*ASSIGNED TASK*. Recast the paragraph in the mailing-list message below that begins "If you consider 0x00 0x0d" as a brief bulleted list, keeping its main facts.

*EXCERPT*.
_ _ _ _

Re: UTF-16 and MIME text/* from Bjoern Hoehrmann on 2001-08-12 (www-international@w3.org from July to September 2001)

From: Bjoern Hoehrmann <derhoermi@gmx.net>
Date: Sun, 12 Aug 2001 03:13:51 +0200
To: John Cowan <cowan@mercury.ccil.org>
Cc: John Cowan <cowan@mercury.ccil.org>, www-international@w3.org, phoffman@imc.org
Message-ID: <ovkbnts2jhmqtne3st8bbrgp36h8upvr34@4ax.com>

* John Cowan wrote:
>> >>    RFC 2871 registers all UTF-16 charsets (UTF-16BE, UTF-16LE and
>> >> UTF-16) as not suitable for use in MIME content types under the
>> >> "text" top-level type. Why?

I'm sorry, maybe I need some more spoon-feeding on this...

># The canonical form of any MIME "text" subtype MUST always represent a
># line break as a CRLF sequence.  Similarly, any occurrence of CRLF in
># MIME "text" MUST represent a line break.  Use of CR and LF outside of
># line break sequences is also forbidden.
>#
># This rule applies regardless of format or character set or sets
># involved.

If you consider 0x00 0x0d 0x00 0x0a or 0x0d 0x00 0x0a 0x00 in the UTF-16
data, then this paragraph applies, since it refers to the _decoded_ form
of the data; RFC 2046 doesn't make restrictions on the encoded
form of the data. What do I miss?

_ _ _ _

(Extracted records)
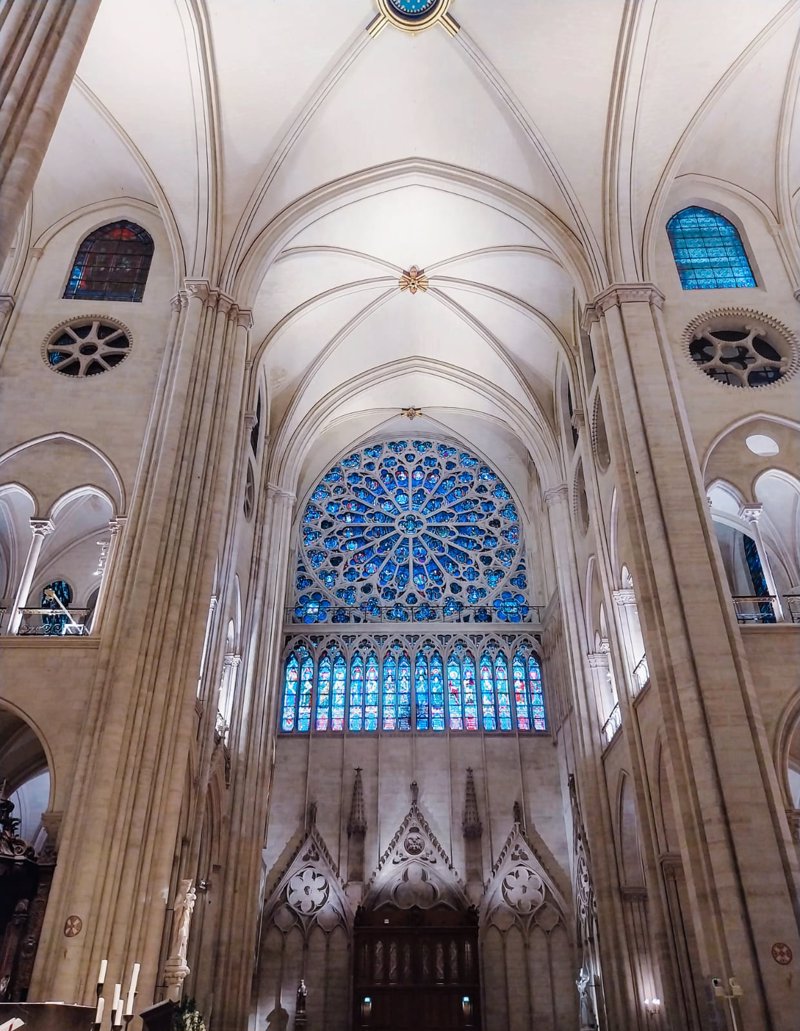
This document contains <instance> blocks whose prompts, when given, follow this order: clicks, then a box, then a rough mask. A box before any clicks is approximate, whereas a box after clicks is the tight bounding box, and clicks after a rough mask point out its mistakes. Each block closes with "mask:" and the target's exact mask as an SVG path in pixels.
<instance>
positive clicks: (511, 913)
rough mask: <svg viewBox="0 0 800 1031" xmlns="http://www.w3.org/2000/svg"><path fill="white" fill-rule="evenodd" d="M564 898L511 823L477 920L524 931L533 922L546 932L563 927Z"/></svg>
mask: <svg viewBox="0 0 800 1031" xmlns="http://www.w3.org/2000/svg"><path fill="white" fill-rule="evenodd" d="M567 911H568V910H567V905H566V901H565V899H564V897H563V896H562V894H561V892H560V891H559V889H558V888H557V886H556V883H555V880H554V878H553V877H552V876H551V875H549V873H548V872H547V870H546V869H545V868H544V866H543V864H542V863H541V861H540V860H539V858H538V856H537V855H536V853H535V852H534V849H533V846H532V845H531V842H530V841H529V840H528V838H527V837H526V835H525V833H524V832H523V829H522V827H521V826H520V824H519V823H514V825H513V828H512V830H511V833H510V834H509V835H508V837H507V838H506V842H505V844H504V845H503V849H502V851H501V852H500V855H499V857H498V859H497V862H496V863H495V866H494V868H493V870H492V876H491V877H490V880H489V885H488V886H487V891H486V894H485V896H484V903H482V905H481V907H480V919H481V923H482V924H485V925H486V926H489V925H493V926H495V927H497V928H498V929H499V930H500V931H507V930H508V929H509V928H510V927H512V926H513V925H514V924H516V925H518V926H520V927H521V928H522V930H523V931H524V932H528V931H529V930H530V929H531V927H532V926H533V925H535V926H537V927H539V928H541V930H543V931H545V932H546V933H549V932H551V931H553V929H554V928H555V927H557V926H558V925H559V924H562V925H564V926H566V923H565V921H564V913H565V912H567Z"/></svg>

_ _ _ _

*SOLVED EXERCISE*.
- The byte sequences in question are 0x00 0x0d 0x00 0x0a or 0x0d 0x00 0x0a 0x00 in UTF-16 data.
- For those sequences, the quoted line-break rule applies, because it refers to the decoded form of the data.
- RFC 2046 doesn't restrict the encoded form of the data.
- The writer asks what is being missed.